===== Working data =====
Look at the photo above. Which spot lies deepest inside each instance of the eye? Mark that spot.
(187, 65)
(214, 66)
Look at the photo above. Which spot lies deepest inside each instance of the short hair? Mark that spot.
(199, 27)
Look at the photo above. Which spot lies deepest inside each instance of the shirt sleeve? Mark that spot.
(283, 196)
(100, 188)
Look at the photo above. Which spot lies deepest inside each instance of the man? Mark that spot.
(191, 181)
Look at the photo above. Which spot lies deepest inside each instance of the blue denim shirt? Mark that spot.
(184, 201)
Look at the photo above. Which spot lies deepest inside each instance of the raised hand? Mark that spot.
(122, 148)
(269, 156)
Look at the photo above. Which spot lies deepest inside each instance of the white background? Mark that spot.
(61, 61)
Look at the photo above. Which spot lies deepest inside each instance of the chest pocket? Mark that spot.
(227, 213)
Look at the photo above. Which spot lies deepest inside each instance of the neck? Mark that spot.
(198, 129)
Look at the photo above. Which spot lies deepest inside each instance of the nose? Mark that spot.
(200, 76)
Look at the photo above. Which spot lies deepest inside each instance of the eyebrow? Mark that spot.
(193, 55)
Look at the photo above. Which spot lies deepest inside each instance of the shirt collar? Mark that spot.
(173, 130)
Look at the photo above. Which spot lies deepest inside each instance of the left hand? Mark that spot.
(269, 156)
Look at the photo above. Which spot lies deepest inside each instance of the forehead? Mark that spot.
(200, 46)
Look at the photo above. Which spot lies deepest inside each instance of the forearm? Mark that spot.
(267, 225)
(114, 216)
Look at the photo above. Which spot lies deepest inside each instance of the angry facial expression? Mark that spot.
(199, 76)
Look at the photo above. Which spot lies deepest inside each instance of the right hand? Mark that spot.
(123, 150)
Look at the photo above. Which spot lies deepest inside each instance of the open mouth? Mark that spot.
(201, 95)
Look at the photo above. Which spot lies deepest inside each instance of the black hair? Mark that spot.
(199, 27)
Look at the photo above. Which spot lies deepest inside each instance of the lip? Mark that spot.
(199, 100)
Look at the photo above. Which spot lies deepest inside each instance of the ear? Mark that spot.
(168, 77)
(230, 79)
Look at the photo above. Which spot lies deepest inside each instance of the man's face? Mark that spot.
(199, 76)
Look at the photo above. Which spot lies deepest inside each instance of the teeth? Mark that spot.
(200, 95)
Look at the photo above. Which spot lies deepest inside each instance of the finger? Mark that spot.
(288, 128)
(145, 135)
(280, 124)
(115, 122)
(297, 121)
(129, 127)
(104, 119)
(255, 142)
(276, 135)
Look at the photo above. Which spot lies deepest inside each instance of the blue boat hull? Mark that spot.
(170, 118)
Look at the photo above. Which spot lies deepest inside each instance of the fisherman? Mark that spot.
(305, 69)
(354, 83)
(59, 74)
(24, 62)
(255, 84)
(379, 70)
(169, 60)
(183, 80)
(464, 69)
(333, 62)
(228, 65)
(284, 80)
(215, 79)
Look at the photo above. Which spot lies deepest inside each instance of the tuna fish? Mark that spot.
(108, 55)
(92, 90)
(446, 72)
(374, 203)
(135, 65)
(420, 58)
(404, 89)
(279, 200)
=====
Put the stretch of the listing above, from the line containing "expression? Mark that spot." through the end of the listing, into a Markdown table with the columns Row and Line. Number each line in Row, and leave out blank lines.

Task solution:
| Row | Line |
|---|---|
| 1 | Look at the photo above. Which spot lies deepest inside each instance of the angry facial expression? Mark that spot. |
| 2 | (199, 76) |
| 3 | Look at the photo above. Which spot lies deepest inside each instance of the right hand? Mark that spot. |
| 4 | (123, 150) |
| 5 | Look at the photo above. Which spot lies deepest inside each instance of the open mouth? Mark that spot. |
| 6 | (201, 95) |
| 7 | Look at the photo above. Which spot lies deepest inside each instance of the black hair? Mark that spot. |
| 8 | (199, 27) |
| 9 | Look at the photo above. Which spot lies deepest inside each instance of the lip? Mark that spot. |
| 10 | (199, 100) |
| 11 | Look at the photo above. Which spot lies deepest inside each instance of the ear? Mark that spot. |
| 12 | (168, 77) |
| 13 | (230, 79) |
| 14 | Look at the photo above. Which spot lies deepest inside each instance of the man's face? Mark that spot. |
| 15 | (199, 76) |
| 16 | Look at the photo above. Which spot lies deepest inside each instance of the teeth? Mark that spot. |
| 17 | (200, 95) |
| 18 | Look at the photo above. Which spot lies deepest inside each instance of the finger? Mark that spot. |
| 19 | (288, 128) |
| 20 | (145, 135) |
| 21 | (280, 124) |
| 22 | (115, 122) |
| 23 | (297, 121) |
| 24 | (129, 127) |
| 25 | (104, 119) |
| 26 | (255, 142) |
| 27 | (276, 135) |
| 28 | Look at the photo above. Which spot lies deepest inside each instance of the blue boat hull? Mark that spot. |
| 29 | (170, 118) |
| 30 | Look at the photo above. Which spot lies deepest inside each instance of the fisherman? Mark that spot. |
| 31 | (305, 69) |
| 32 | (354, 83) |
| 33 | (59, 74) |
| 34 | (24, 62) |
| 35 | (255, 84) |
| 36 | (379, 70) |
| 37 | (169, 60) |
| 38 | (183, 80) |
| 39 | (464, 69) |
| 40 | (333, 62) |
| 41 | (228, 65) |
| 42 | (284, 80) |
| 43 | (215, 79) |
| 44 | Look at the photo above. Which spot lies deepest inside each instance of the tuna fish? Mark that spot. |
| 45 | (108, 55) |
| 46 | (92, 90) |
| 47 | (446, 72) |
| 48 | (374, 203) |
| 49 | (135, 65) |
| 50 | (420, 58) |
| 51 | (404, 89) |
| 52 | (279, 200) |